▶ [EXTRACT TO READ]:

Tuesday, June 21, 2011

ILO Convention on Domestic Workers

On 16th June the International Labour Conference voted overwhelmingly to adopt the Convention concerning decent work for domestic workers and an associated recommendation. Readers might recall that when this item arose last year the New Zealand government and employer representatives at the conference were criticised for their failure to support the proposed convention. At the time the Minister of Labour stated that while the government supported the convention's principles it thought that a convention was not appropriate.

However, at the final vote for adoption last week all New Zealand representatives voted for the adoption of both the convention and recommendation (the ILO is unique in that it is the only international organisation that has non-government members as official voting delegates-each member state has 2 government delegates and 1 each representing employers and unions). Paul MacKay from Business New Zealand who is currently the Employers Vice-Chair at the ILO was quoted as stating:
“We all agree on the importance of bringing domestic work into the mainstream and responding to serious human rights concerns. All employers agree there are opportunities to do better by domestic workers and the households and families for whom they work”.

▶ [SUPPLIED ENTRIES]:
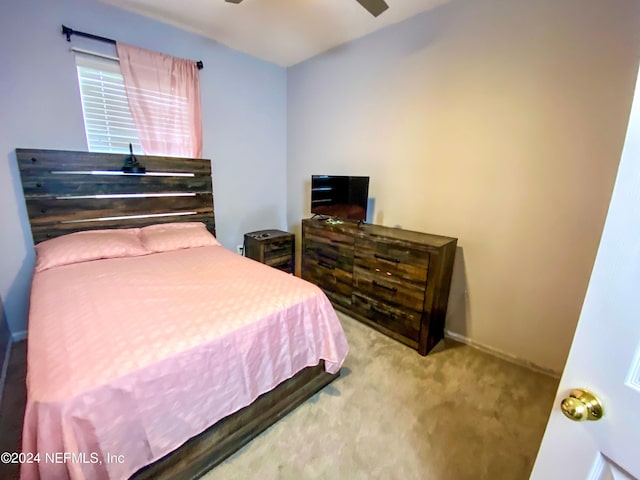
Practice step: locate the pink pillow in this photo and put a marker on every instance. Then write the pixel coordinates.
(165, 237)
(88, 245)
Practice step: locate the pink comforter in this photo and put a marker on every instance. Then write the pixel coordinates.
(130, 357)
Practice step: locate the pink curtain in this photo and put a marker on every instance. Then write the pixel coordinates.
(164, 97)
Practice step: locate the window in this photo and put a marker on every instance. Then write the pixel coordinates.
(107, 119)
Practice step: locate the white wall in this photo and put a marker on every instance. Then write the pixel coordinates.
(497, 122)
(244, 120)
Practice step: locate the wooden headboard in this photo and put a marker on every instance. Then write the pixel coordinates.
(68, 191)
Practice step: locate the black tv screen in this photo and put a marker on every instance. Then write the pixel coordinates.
(340, 196)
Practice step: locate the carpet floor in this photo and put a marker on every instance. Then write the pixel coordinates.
(455, 414)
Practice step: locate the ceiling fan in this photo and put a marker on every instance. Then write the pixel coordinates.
(374, 7)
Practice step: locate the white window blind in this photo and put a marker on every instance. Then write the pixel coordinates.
(107, 119)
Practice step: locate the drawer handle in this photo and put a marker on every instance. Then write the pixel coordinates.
(326, 265)
(379, 285)
(388, 259)
(375, 309)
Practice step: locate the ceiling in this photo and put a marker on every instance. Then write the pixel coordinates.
(283, 32)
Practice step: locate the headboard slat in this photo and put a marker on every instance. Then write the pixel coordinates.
(50, 177)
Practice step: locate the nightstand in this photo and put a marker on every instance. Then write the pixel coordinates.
(271, 247)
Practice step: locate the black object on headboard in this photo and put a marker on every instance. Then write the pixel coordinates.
(68, 191)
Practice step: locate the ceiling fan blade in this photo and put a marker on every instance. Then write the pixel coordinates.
(374, 7)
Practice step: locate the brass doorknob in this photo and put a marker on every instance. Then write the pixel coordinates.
(582, 405)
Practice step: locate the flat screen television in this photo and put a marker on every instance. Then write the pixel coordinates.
(340, 196)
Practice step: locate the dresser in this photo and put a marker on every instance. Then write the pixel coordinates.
(271, 247)
(396, 281)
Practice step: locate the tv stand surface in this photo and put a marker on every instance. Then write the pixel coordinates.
(396, 281)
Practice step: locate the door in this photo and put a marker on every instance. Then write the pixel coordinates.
(605, 354)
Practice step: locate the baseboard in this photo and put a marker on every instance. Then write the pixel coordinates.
(5, 366)
(19, 336)
(503, 355)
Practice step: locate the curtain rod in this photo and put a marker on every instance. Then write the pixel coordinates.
(70, 31)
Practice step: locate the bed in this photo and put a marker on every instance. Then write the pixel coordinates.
(153, 351)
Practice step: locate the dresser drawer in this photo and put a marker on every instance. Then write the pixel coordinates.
(390, 289)
(336, 283)
(405, 322)
(400, 261)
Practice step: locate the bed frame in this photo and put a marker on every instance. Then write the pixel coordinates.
(67, 191)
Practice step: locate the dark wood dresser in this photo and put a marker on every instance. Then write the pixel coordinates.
(394, 280)
(271, 247)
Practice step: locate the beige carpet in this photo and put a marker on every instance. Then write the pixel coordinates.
(456, 414)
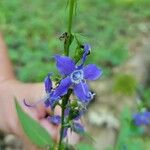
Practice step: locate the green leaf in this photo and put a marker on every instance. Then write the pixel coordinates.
(84, 146)
(35, 132)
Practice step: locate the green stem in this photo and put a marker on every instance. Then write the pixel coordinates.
(64, 103)
(68, 40)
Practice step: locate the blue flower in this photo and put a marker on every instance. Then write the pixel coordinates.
(75, 77)
(142, 118)
(78, 128)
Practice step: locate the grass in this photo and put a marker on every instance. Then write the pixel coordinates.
(32, 28)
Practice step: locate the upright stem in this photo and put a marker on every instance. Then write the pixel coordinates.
(68, 40)
(64, 103)
(67, 44)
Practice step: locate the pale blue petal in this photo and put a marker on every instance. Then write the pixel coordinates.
(62, 87)
(64, 64)
(92, 72)
(81, 90)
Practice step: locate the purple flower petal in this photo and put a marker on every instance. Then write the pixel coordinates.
(64, 64)
(48, 84)
(78, 128)
(142, 118)
(65, 132)
(54, 119)
(92, 72)
(81, 90)
(62, 87)
(47, 103)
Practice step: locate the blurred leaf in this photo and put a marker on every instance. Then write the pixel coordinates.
(84, 146)
(35, 132)
(125, 84)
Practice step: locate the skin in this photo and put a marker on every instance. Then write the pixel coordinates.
(10, 87)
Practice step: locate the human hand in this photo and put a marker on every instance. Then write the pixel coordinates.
(32, 93)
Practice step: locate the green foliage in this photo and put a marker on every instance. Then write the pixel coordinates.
(125, 84)
(35, 132)
(128, 138)
(31, 28)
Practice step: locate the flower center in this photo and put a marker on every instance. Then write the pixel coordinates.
(77, 76)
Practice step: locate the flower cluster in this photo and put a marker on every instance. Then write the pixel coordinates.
(74, 78)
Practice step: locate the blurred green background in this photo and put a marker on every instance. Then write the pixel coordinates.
(32, 29)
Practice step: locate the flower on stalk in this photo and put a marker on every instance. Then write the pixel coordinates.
(75, 77)
(50, 99)
(56, 119)
(142, 118)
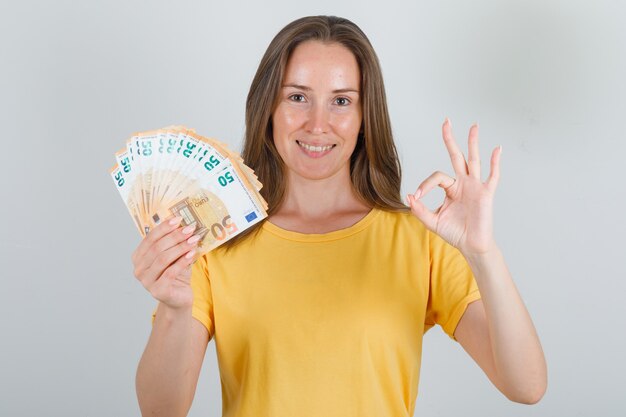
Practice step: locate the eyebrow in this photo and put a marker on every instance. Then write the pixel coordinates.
(305, 88)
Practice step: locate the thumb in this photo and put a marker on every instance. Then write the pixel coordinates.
(422, 213)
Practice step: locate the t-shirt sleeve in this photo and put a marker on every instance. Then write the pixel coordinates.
(452, 286)
(202, 309)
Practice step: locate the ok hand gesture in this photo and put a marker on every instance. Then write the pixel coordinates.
(465, 219)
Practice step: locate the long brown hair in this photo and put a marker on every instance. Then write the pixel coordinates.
(374, 165)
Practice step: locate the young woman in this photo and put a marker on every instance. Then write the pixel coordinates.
(320, 310)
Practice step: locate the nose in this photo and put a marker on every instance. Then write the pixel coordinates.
(318, 119)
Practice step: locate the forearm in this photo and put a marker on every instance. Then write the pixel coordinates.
(517, 353)
(163, 383)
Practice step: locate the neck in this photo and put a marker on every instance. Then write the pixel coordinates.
(319, 199)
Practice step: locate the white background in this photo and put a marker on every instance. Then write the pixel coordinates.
(545, 79)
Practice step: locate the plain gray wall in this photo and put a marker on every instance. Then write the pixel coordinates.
(544, 78)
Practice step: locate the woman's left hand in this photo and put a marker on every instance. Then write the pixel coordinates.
(465, 219)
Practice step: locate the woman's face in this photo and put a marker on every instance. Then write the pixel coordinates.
(317, 120)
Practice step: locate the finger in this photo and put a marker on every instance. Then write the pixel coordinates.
(494, 175)
(437, 178)
(422, 213)
(166, 242)
(473, 156)
(155, 234)
(456, 156)
(166, 258)
(179, 269)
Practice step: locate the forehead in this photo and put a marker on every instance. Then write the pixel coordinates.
(318, 64)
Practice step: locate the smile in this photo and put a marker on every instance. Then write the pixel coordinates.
(312, 148)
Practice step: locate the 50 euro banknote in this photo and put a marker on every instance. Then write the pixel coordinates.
(175, 172)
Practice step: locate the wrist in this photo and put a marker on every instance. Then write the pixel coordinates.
(482, 257)
(173, 314)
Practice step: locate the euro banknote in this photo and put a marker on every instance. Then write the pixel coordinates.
(173, 171)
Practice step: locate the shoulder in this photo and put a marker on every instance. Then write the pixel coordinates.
(401, 220)
(402, 225)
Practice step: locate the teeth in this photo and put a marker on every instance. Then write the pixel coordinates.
(315, 148)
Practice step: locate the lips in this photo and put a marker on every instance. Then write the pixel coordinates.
(315, 148)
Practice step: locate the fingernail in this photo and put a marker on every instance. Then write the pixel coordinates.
(176, 220)
(193, 239)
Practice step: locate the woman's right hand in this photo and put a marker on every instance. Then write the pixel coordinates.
(163, 261)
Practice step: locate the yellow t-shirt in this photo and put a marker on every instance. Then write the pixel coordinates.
(329, 324)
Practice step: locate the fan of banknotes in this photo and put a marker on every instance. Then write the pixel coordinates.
(175, 172)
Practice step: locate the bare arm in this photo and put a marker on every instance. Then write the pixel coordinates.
(498, 333)
(168, 371)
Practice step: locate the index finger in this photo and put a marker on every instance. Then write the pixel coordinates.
(456, 156)
(157, 233)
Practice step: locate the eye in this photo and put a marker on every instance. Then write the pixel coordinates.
(297, 97)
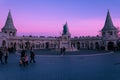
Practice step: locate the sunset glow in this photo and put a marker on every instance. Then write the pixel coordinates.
(47, 17)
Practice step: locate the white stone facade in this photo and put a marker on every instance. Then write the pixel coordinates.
(108, 40)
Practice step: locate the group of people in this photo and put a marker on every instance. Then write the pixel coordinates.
(4, 54)
(62, 51)
(24, 59)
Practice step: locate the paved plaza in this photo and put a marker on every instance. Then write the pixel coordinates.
(99, 65)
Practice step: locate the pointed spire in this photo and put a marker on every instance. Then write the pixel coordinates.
(108, 23)
(65, 29)
(9, 22)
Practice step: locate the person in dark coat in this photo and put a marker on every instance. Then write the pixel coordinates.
(6, 54)
(64, 50)
(32, 57)
(1, 54)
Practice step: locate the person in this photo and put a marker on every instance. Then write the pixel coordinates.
(32, 57)
(61, 51)
(1, 54)
(6, 55)
(64, 50)
(26, 59)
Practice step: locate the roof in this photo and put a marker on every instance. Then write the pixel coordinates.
(9, 25)
(108, 23)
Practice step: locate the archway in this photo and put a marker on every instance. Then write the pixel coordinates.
(110, 46)
(96, 45)
(3, 43)
(78, 45)
(91, 45)
(118, 45)
(47, 45)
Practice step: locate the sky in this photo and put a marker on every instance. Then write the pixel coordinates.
(47, 17)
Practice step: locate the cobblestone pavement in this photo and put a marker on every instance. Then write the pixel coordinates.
(67, 67)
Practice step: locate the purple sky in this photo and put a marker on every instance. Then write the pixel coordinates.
(46, 17)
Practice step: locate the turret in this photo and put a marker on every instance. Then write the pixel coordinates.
(109, 30)
(9, 27)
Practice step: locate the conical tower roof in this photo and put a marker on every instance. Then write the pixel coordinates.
(9, 25)
(108, 23)
(65, 29)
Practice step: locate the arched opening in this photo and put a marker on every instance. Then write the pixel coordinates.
(110, 46)
(118, 45)
(14, 46)
(91, 45)
(27, 45)
(3, 43)
(96, 45)
(78, 45)
(47, 45)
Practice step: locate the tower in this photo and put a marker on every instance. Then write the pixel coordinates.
(9, 27)
(65, 37)
(109, 33)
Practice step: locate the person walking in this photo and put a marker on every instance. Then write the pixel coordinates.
(1, 54)
(32, 57)
(6, 55)
(64, 50)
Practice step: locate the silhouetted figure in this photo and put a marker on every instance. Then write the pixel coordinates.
(23, 53)
(32, 57)
(64, 50)
(26, 59)
(61, 51)
(1, 54)
(6, 54)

▶ [THE PROBLEM]: Copy out the whole post above on the ILO convention for domestic workers, word for word, from its date line to the closing quote.

▶ [TASK ANSWER]:
Tuesday, June 21, 2011

ILO Convention on Domestic Workers

On 16th June the International Labour Conference voted overwhelmingly to adopt the Convention concerning decent work for domestic workers and an associated recommendation. Readers might recall that when this item arose last year the New Zealand government and employer representatives at the conference were criticised for their failure to support the proposed convention. At the time the Minister of Labour stated that while the government supported the convention's principles it thought that a convention was not appropriate.

However, at the final vote for adoption last week all New Zealand representatives voted for the adoption of both the convention and recommendation (the ILO is unique in that it is the only international organisation that has non-government members as official voting delegates-each member state has 2 government delegates and 1 each representing employers and unions). Paul MacKay from Business New Zealand who is currently the Employers Vice-Chair at the ILO was quoted as stating:
“We all agree on the importance of bringing domestic work into the mainstream and responding to serious human rights concerns. All employers agree there are opportunities to do better by domestic workers and the households and families for whom they work”.